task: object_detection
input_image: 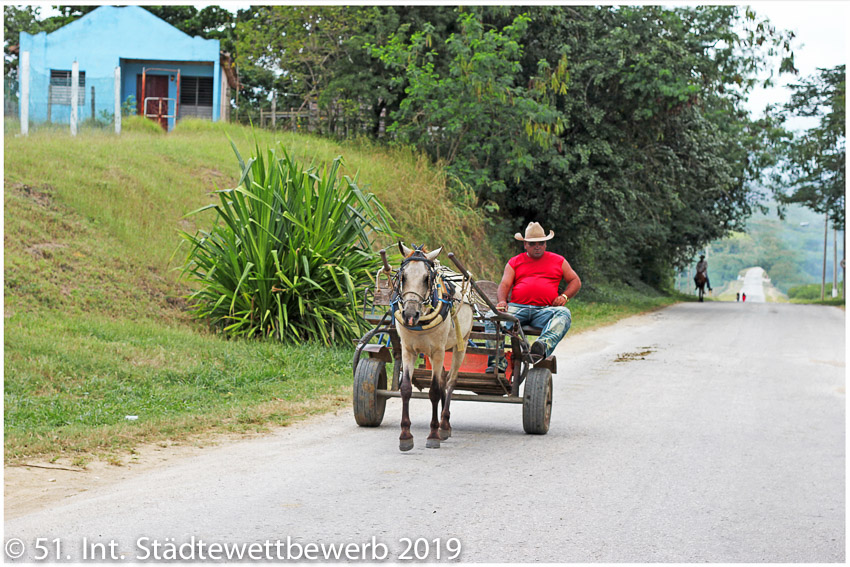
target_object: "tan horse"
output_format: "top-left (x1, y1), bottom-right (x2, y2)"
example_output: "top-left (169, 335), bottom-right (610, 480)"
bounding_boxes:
top-left (394, 242), bottom-right (473, 451)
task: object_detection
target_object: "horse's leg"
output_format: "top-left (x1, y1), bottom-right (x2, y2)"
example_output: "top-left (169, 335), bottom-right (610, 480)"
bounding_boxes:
top-left (440, 339), bottom-right (466, 439)
top-left (425, 349), bottom-right (446, 449)
top-left (398, 350), bottom-right (416, 451)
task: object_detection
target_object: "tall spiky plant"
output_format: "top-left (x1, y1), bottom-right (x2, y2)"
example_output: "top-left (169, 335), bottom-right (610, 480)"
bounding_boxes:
top-left (182, 141), bottom-right (394, 344)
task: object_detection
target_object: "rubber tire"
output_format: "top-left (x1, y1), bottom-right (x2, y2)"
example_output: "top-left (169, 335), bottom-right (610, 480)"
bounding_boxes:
top-left (522, 368), bottom-right (552, 435)
top-left (353, 358), bottom-right (387, 427)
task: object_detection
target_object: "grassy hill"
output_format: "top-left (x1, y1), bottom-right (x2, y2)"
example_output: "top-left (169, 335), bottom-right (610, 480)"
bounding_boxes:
top-left (709, 205), bottom-right (844, 294)
top-left (4, 120), bottom-right (674, 464)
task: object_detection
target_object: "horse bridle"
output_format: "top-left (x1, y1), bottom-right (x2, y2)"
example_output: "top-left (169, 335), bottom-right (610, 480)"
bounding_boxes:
top-left (393, 244), bottom-right (437, 316)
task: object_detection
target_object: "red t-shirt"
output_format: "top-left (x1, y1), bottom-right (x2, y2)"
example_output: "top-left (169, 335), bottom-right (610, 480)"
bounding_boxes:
top-left (508, 251), bottom-right (565, 306)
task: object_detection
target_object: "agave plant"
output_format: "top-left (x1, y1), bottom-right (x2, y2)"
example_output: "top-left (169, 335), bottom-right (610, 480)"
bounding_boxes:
top-left (182, 141), bottom-right (394, 344)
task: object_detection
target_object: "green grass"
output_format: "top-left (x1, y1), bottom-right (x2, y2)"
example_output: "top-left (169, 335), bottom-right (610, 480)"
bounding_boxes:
top-left (4, 120), bottom-right (675, 463)
top-left (4, 313), bottom-right (351, 461)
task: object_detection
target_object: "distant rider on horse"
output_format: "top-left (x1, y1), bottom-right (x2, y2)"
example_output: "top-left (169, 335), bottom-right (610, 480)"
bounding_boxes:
top-left (694, 254), bottom-right (711, 291)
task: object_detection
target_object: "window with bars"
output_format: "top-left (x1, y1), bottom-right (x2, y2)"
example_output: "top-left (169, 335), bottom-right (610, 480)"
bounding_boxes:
top-left (50, 69), bottom-right (86, 106)
top-left (179, 77), bottom-right (213, 120)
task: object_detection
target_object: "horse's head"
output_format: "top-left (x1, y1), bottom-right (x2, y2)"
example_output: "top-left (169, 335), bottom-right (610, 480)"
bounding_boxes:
top-left (398, 242), bottom-right (443, 327)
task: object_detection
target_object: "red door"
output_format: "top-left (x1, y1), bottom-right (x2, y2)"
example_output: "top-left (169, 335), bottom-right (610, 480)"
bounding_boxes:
top-left (136, 74), bottom-right (168, 130)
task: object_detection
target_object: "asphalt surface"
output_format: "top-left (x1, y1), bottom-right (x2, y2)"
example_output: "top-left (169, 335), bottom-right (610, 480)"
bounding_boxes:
top-left (5, 302), bottom-right (846, 563)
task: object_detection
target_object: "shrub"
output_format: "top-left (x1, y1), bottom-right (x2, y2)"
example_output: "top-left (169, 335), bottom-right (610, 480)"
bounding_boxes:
top-left (788, 282), bottom-right (842, 300)
top-left (183, 142), bottom-right (393, 344)
top-left (121, 116), bottom-right (165, 134)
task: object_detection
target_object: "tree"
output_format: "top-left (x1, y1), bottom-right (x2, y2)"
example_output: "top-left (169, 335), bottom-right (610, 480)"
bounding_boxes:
top-left (371, 12), bottom-right (566, 210)
top-left (777, 65), bottom-right (847, 230)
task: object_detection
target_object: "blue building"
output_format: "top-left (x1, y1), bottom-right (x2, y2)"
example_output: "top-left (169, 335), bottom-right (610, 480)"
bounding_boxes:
top-left (19, 6), bottom-right (235, 130)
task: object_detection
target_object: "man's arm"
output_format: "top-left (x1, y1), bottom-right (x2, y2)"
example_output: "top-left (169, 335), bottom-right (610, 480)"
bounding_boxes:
top-left (552, 260), bottom-right (581, 307)
top-left (496, 264), bottom-right (516, 311)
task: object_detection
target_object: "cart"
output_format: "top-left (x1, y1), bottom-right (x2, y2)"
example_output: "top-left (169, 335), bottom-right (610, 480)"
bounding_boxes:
top-left (352, 251), bottom-right (557, 435)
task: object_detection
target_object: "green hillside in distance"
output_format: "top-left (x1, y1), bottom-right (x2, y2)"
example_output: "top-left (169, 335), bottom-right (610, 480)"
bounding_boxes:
top-left (694, 204), bottom-right (844, 293)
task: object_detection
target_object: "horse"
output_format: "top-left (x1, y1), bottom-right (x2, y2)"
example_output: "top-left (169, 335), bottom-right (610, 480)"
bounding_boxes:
top-left (694, 272), bottom-right (708, 301)
top-left (391, 242), bottom-right (473, 451)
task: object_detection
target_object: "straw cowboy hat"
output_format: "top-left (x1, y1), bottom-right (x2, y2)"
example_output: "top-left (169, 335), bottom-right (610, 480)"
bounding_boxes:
top-left (514, 222), bottom-right (555, 242)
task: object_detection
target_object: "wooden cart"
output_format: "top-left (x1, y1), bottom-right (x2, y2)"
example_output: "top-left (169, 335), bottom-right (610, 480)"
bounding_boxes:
top-left (353, 254), bottom-right (557, 435)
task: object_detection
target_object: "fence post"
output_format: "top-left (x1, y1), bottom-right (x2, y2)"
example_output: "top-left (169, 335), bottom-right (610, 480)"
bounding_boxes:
top-left (115, 66), bottom-right (121, 134)
top-left (71, 61), bottom-right (80, 136)
top-left (18, 51), bottom-right (30, 136)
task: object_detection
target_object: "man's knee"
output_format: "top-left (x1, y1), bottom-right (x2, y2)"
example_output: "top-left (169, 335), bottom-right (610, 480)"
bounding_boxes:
top-left (551, 305), bottom-right (573, 323)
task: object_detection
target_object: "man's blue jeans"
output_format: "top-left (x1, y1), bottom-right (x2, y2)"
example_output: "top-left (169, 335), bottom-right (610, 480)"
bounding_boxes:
top-left (484, 303), bottom-right (573, 362)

Request
Copy out every entry above word for word, leaving out the picture.

Response to this exercise
task: object_detection
input_image: 
target_object: "tan horse"
output_format: "top-left (x1, y1), bottom-right (x2, y2)"
example_output: "top-left (169, 335), bottom-right (610, 480)"
bounding_boxes:
top-left (394, 242), bottom-right (473, 451)
task: object_detection
target_object: "horse's leg"
output_format: "top-left (x1, y1), bottom-right (x2, y2)"
example_output: "top-left (169, 335), bottom-right (610, 480)"
bounding_boxes:
top-left (440, 339), bottom-right (466, 439)
top-left (425, 349), bottom-right (446, 449)
top-left (398, 350), bottom-right (416, 451)
task: object_detection
target_object: "tall spiky plant"
output_format: "top-left (x1, y1), bottom-right (x2, y2)"
example_output: "top-left (169, 335), bottom-right (610, 480)"
bounding_boxes:
top-left (182, 141), bottom-right (394, 344)
task: object_detection
target_object: "rubber tire"
output_format: "top-left (x1, y1), bottom-right (x2, y2)"
example_output: "top-left (169, 335), bottom-right (610, 480)"
bounding_boxes:
top-left (522, 368), bottom-right (552, 435)
top-left (353, 358), bottom-right (387, 427)
task: object_detection
target_object: "grassy hill"
output_format: "top-left (x1, y1), bottom-right (x2, y2)"
example_output: "top-left (169, 335), bottom-right (610, 480)"
bounding_boxes:
top-left (709, 205), bottom-right (844, 294)
top-left (4, 120), bottom-right (674, 464)
task: object_detection
target_object: "horse bridle"
output_format: "top-left (x1, y1), bottom-right (x2, y2)"
example_output: "top-left (169, 335), bottom-right (610, 480)"
bounding_boxes:
top-left (393, 244), bottom-right (437, 316)
task: object_detection
target_object: "red t-shirt"
output_format: "top-left (x1, y1), bottom-right (x2, y2)"
example_output: "top-left (169, 335), bottom-right (610, 480)"
bounding_boxes:
top-left (508, 251), bottom-right (565, 306)
task: object_detection
target_object: "agave plant"
output_format: "top-left (x1, y1), bottom-right (x2, y2)"
example_output: "top-left (169, 335), bottom-right (610, 480)"
bounding_boxes:
top-left (182, 141), bottom-right (394, 344)
task: object_detection
target_object: "green grass"
output_format: "top-left (x1, y1), bottom-right (x2, y2)"
example_output: "top-left (169, 335), bottom-right (610, 480)"
bounding_boxes:
top-left (4, 120), bottom-right (675, 463)
top-left (4, 313), bottom-right (351, 461)
task: object_detection
target_object: "distant rider on horse"
output_format: "top-left (x1, y1), bottom-right (x2, y2)"
example_output: "top-left (169, 335), bottom-right (610, 480)"
bounding_boxes:
top-left (694, 254), bottom-right (711, 291)
task: object_detection
target_object: "window with bars"
output_format: "top-left (x1, y1), bottom-right (x2, y2)"
example_output: "top-left (169, 335), bottom-right (610, 480)"
bounding_boxes:
top-left (50, 69), bottom-right (86, 106)
top-left (179, 77), bottom-right (213, 120)
task: object_detection
target_object: "horse's head"
output_format: "top-left (x1, y1), bottom-right (x2, y2)"
example_output: "top-left (169, 335), bottom-right (610, 480)"
bounding_boxes:
top-left (398, 242), bottom-right (443, 327)
task: object_detection
target_object: "red door"
output_format: "top-left (x1, y1), bottom-right (x2, y2)"
example_output: "top-left (169, 335), bottom-right (610, 480)"
bounding_boxes:
top-left (136, 74), bottom-right (168, 130)
task: object_detection
target_object: "asphalt surface"
output_format: "top-left (x1, y1), bottom-right (x2, y2)"
example_output: "top-left (169, 335), bottom-right (610, 480)"
bounding_boxes:
top-left (5, 302), bottom-right (846, 563)
task: object_detection
target_object: "shrub"
output_format: "top-left (x1, y1), bottom-right (x2, y2)"
example_output: "top-left (169, 335), bottom-right (610, 480)"
bounding_boxes:
top-left (788, 282), bottom-right (842, 300)
top-left (183, 142), bottom-right (393, 344)
top-left (121, 116), bottom-right (165, 134)
task: object_detection
target_object: "tree"
output_format: "top-left (x1, y1), bottom-right (x2, y2)"
example_output: "top-left (169, 335), bottom-right (610, 480)"
bounding_boxes:
top-left (371, 12), bottom-right (566, 210)
top-left (777, 65), bottom-right (847, 230)
task: object_detection
target_object: "blue building"
output_format: "top-left (x1, y1), bottom-right (x2, y2)"
example_output: "top-left (169, 335), bottom-right (610, 480)"
bounding_boxes:
top-left (19, 6), bottom-right (235, 130)
task: object_detection
target_object: "man's arm"
output_format: "top-left (x1, y1), bottom-right (x2, y2)"
example_output: "top-left (169, 335), bottom-right (610, 480)"
bounding_boxes:
top-left (552, 260), bottom-right (581, 307)
top-left (496, 264), bottom-right (516, 311)
task: object_detection
target_object: "cart"
output_format: "top-left (x1, y1), bottom-right (x2, y2)"
example_output: "top-left (169, 335), bottom-right (610, 480)"
bounding_boxes:
top-left (352, 251), bottom-right (557, 435)
task: object_detection
target_object: "green hillside in distance"
output_format: "top-left (x1, y1), bottom-right (x2, y2)"
example_output: "top-left (169, 335), bottom-right (610, 480)"
bounding_boxes:
top-left (694, 204), bottom-right (844, 293)
task: object_detection
target_object: "horse"
output_format: "top-left (x1, y1), bottom-right (x2, y2)"
example_output: "top-left (169, 335), bottom-right (610, 480)"
bounding_boxes:
top-left (694, 272), bottom-right (708, 301)
top-left (391, 242), bottom-right (473, 451)
task: object_detection
target_object: "straw cowboy hat"
output_format: "top-left (x1, y1), bottom-right (x2, y2)"
example_output: "top-left (169, 335), bottom-right (610, 480)"
bounding_boxes:
top-left (514, 222), bottom-right (555, 242)
task: object_detection
target_object: "wooden cart"
output_format: "top-left (x1, y1), bottom-right (x2, y2)"
example_output: "top-left (169, 335), bottom-right (610, 480)"
bounding_boxes:
top-left (353, 254), bottom-right (557, 435)
task: object_detection
target_object: "fence post"
output_format: "top-left (x1, y1), bottom-right (x2, y2)"
example_output: "top-left (169, 335), bottom-right (610, 480)"
bounding_boxes:
top-left (115, 66), bottom-right (121, 134)
top-left (71, 61), bottom-right (80, 136)
top-left (18, 51), bottom-right (30, 136)
task: object_detection
target_object: "man's knee"
output_format: "top-left (x1, y1), bottom-right (x2, y2)"
example_output: "top-left (169, 335), bottom-right (610, 480)"
bounding_boxes:
top-left (551, 305), bottom-right (573, 323)
task: object_detection
target_object: "man's blue jeans"
output_format: "top-left (x1, y1), bottom-right (x2, y2)"
example_output: "top-left (169, 335), bottom-right (610, 480)"
bounding_boxes:
top-left (484, 303), bottom-right (573, 362)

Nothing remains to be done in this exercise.